#### Exercise
Transcribe every one of the records below line for line, leaving out the pictures.

[start of Input rows]

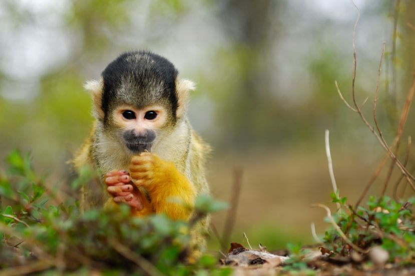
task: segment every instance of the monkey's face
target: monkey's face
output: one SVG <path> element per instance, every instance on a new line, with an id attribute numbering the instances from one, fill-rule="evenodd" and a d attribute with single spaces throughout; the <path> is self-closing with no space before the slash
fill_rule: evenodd
<path id="1" fill-rule="evenodd" d="M 138 109 L 121 105 L 113 112 L 112 123 L 119 141 L 133 153 L 151 151 L 156 137 L 166 130 L 167 112 L 162 106 Z"/>
<path id="2" fill-rule="evenodd" d="M 184 118 L 193 87 L 177 74 L 169 61 L 146 51 L 125 53 L 109 64 L 93 97 L 106 138 L 139 153 L 168 137 Z"/>

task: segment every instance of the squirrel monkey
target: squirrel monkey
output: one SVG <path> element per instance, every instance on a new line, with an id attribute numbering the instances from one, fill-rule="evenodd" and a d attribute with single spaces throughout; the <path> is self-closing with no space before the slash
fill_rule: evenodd
<path id="1" fill-rule="evenodd" d="M 108 65 L 100 80 L 86 83 L 96 120 L 74 163 L 98 169 L 105 185 L 83 187 L 83 208 L 122 203 L 134 215 L 187 220 L 196 197 L 209 192 L 204 163 L 210 148 L 186 116 L 194 84 L 178 73 L 165 58 L 134 51 Z M 207 230 L 208 220 L 199 232 Z M 193 236 L 203 246 L 203 234 Z"/>

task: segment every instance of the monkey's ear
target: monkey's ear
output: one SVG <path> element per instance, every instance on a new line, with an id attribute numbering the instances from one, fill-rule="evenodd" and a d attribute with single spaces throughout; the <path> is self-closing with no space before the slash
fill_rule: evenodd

[end of Input rows]

#### Expected answer
task: segment every instance of the monkey's face
target: monkey's face
output: one SVG <path> element per instance, every instance on a new line, with an id attribute numbering the instances from one, fill-rule="evenodd" and a d attribute with single spaces throughout; the <path> is self-closing with no space before the slash
fill_rule: evenodd
<path id="1" fill-rule="evenodd" d="M 138 109 L 121 105 L 113 112 L 112 123 L 119 141 L 133 153 L 151 151 L 156 137 L 166 130 L 167 112 L 162 106 Z"/>
<path id="2" fill-rule="evenodd" d="M 184 118 L 193 87 L 177 74 L 169 61 L 146 51 L 125 53 L 109 64 L 93 97 L 106 138 L 139 153 L 168 137 Z"/>

task: segment every instance of the squirrel monkey
target: squirrel monkey
output: one SVG <path> element per instance, every instance on a new line, with an id attribute numbering the instances from one, fill-rule="evenodd" and a d attribute with single spaces throughout; the <path> is self-closing with no space before the slash
fill_rule: evenodd
<path id="1" fill-rule="evenodd" d="M 108 65 L 100 80 L 86 83 L 96 120 L 74 163 L 98 169 L 105 185 L 83 187 L 83 208 L 122 203 L 134 215 L 187 220 L 196 197 L 209 192 L 204 163 L 210 148 L 186 116 L 194 84 L 178 73 L 165 58 L 134 51 Z M 207 230 L 208 220 L 199 232 Z M 193 236 L 203 246 L 203 234 Z"/>

task: segment every instance of the monkey's ear
target: monkey's ear
output: one SVG <path> element per instance, every instance on a new line, with an id attribute numbering the instances from one, fill-rule="evenodd" and a d attribute with single spaces throughout; the <path> is self-closing with no space before the slash
fill_rule: evenodd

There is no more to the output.